▶ [TASK REQUIREMENTS]: Find the line with "point: paved road" in the entries below, then reproduce it and every line after it down to and including the line with "point: wooden utility", exactly.

▶ [PROVIDED DATA]:
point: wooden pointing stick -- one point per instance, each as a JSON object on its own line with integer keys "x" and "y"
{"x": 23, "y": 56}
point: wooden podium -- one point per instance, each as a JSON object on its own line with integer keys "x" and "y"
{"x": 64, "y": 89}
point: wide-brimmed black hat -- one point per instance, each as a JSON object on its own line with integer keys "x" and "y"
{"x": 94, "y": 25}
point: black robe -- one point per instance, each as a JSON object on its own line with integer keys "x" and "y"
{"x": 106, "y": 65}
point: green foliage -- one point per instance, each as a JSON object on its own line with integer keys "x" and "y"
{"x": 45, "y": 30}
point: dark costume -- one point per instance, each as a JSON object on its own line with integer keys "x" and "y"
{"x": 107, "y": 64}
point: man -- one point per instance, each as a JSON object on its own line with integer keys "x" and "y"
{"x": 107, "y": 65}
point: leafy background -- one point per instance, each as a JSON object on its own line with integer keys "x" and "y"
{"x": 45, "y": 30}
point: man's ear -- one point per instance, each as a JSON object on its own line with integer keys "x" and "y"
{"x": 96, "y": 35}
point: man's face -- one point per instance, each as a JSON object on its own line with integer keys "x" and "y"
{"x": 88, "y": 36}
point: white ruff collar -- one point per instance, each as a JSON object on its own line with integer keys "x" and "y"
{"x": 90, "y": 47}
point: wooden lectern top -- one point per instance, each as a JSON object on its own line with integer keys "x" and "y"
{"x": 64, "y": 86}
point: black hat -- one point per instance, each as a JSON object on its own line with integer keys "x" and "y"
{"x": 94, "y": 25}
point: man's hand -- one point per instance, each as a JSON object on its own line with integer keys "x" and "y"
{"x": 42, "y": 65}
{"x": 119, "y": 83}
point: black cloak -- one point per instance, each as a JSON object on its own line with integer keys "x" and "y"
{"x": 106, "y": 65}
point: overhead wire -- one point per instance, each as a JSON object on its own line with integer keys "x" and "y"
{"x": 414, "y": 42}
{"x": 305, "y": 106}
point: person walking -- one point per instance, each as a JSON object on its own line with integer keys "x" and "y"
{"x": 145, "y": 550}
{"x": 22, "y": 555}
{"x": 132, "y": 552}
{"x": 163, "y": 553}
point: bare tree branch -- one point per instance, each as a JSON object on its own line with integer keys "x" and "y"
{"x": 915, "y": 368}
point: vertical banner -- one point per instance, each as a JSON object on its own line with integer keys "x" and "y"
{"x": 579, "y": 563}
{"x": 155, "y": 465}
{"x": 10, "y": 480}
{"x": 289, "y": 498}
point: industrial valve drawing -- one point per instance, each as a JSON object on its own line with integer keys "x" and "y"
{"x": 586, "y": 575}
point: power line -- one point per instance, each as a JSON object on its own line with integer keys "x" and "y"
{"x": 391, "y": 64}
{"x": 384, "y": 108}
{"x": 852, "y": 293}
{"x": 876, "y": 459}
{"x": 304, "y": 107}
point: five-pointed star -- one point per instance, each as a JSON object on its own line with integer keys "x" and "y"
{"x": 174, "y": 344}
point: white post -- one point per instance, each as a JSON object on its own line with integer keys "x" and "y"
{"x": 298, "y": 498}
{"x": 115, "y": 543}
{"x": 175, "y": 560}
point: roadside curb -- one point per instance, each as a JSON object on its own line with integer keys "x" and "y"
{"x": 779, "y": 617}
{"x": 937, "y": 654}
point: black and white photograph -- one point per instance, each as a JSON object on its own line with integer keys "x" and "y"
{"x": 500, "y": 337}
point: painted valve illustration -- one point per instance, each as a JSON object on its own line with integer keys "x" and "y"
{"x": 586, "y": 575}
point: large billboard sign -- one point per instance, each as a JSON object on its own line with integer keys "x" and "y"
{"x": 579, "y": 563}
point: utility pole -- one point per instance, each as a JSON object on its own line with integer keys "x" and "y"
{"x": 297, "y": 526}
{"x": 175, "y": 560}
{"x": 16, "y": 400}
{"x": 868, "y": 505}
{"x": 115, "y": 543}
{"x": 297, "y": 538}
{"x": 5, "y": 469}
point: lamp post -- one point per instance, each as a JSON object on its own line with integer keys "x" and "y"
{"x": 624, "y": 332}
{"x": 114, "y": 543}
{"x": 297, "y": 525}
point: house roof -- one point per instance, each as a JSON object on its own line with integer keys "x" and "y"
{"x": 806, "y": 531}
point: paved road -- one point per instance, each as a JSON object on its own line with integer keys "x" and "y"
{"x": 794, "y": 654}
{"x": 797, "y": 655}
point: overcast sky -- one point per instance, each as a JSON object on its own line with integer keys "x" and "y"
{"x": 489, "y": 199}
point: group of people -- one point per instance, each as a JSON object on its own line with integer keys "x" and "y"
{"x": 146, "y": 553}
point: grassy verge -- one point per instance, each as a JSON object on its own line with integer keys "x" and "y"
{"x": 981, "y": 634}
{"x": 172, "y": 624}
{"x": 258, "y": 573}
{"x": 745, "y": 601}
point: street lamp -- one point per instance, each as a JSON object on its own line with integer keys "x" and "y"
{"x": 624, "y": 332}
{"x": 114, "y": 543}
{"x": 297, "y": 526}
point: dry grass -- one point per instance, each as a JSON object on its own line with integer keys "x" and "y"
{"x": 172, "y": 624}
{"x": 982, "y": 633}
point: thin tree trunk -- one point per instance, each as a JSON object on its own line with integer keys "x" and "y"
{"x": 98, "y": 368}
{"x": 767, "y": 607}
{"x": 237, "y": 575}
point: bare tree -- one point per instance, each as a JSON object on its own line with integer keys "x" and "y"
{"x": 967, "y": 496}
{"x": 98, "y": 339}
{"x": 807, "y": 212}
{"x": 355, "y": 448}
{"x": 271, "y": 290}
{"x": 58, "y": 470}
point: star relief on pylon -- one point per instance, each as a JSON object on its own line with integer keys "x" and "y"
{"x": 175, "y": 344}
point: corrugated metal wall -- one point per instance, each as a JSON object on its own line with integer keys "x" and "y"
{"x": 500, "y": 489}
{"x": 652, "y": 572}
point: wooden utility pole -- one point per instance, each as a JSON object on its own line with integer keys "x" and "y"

...

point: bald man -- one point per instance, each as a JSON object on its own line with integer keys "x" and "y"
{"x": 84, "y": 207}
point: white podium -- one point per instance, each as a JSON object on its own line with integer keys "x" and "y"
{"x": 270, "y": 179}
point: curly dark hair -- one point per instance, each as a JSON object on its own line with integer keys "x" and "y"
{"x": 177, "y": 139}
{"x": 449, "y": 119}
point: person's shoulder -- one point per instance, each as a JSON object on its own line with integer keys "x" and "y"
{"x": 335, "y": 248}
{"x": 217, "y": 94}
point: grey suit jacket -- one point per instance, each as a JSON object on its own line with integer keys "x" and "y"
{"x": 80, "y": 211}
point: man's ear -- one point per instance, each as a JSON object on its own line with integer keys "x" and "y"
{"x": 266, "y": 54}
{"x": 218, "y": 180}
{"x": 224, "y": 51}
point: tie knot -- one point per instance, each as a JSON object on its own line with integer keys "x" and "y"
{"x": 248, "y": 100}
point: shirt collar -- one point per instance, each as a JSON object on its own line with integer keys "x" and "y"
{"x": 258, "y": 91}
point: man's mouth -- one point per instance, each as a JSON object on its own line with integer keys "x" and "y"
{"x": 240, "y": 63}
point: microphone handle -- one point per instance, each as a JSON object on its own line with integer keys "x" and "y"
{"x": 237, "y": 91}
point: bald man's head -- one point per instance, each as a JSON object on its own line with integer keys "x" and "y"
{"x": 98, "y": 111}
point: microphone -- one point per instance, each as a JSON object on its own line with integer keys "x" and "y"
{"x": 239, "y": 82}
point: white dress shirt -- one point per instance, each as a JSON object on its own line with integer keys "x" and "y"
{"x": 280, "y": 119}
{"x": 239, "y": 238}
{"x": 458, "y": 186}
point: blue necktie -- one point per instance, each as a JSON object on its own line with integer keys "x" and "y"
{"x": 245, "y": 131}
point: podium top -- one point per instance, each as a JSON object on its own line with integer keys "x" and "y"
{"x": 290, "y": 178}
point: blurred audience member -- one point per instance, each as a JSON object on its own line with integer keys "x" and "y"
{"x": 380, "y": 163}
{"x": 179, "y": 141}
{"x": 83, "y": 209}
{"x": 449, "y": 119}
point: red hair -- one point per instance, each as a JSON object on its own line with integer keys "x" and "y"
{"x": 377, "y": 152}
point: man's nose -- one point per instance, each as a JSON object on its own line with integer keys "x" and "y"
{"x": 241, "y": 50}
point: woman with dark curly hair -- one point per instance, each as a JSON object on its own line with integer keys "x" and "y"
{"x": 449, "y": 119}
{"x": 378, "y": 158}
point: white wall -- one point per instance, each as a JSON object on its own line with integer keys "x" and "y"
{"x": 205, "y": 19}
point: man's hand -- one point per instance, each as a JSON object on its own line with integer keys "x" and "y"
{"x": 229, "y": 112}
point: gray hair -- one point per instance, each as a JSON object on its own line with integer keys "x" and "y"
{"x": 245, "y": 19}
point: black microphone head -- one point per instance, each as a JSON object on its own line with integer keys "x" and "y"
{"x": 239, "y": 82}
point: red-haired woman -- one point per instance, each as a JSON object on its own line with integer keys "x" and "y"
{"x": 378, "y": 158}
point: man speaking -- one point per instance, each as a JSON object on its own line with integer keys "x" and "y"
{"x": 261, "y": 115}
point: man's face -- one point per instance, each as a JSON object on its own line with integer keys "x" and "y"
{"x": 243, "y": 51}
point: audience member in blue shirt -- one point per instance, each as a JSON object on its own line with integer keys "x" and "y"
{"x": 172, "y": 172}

▶ [SOLUTION FOR THIS PROBLEM]:
point: paved road -- one point per instance, each as a JSON object on its own line with integer keys "x" and "y"
{"x": 794, "y": 654}
{"x": 797, "y": 655}
point: overcast sky -- one point per instance, each as a JSON object on its own line with integer keys "x" and "y"
{"x": 489, "y": 199}
point: group of people -- one point per instance, each as a JSON object on its own line with integer keys "x" and "y"
{"x": 146, "y": 553}
point: grassy verge -- one point per instance, each as a JSON object on its own line with integer keys "x" and "y"
{"x": 981, "y": 634}
{"x": 172, "y": 624}
{"x": 258, "y": 573}
{"x": 745, "y": 601}
point: street lamp -- one point per instance, each as a JSON object on its own line with integer keys "x" and "y"
{"x": 624, "y": 332}
{"x": 114, "y": 543}
{"x": 297, "y": 526}
point: dry grass -- one point per instance, each as a JSON object on its own line with integer keys "x" and "y"
{"x": 172, "y": 624}
{"x": 982, "y": 633}
point: thin tree trunk -- one point per instance, each as a JSON object on its own line with integer keys "x" and "y"
{"x": 98, "y": 368}
{"x": 767, "y": 607}
{"x": 237, "y": 575}
point: bare tree -- one point per instance, each as a JSON object on its own line with integer keys "x" and "y"
{"x": 967, "y": 496}
{"x": 98, "y": 339}
{"x": 807, "y": 212}
{"x": 355, "y": 448}
{"x": 271, "y": 290}
{"x": 58, "y": 470}
point: star relief on pylon -- one point per instance, each as a JSON object on its own line with integer keys "x" and "y"
{"x": 175, "y": 344}
point: corrugated metal wall -- one point per instance, each as a JSON object on its own line with integer keys "x" and "y"
{"x": 500, "y": 489}
{"x": 652, "y": 572}
point: wooden utility pole -- one point per instance, each as a JSON object on its own line with integer keys "x" and "y"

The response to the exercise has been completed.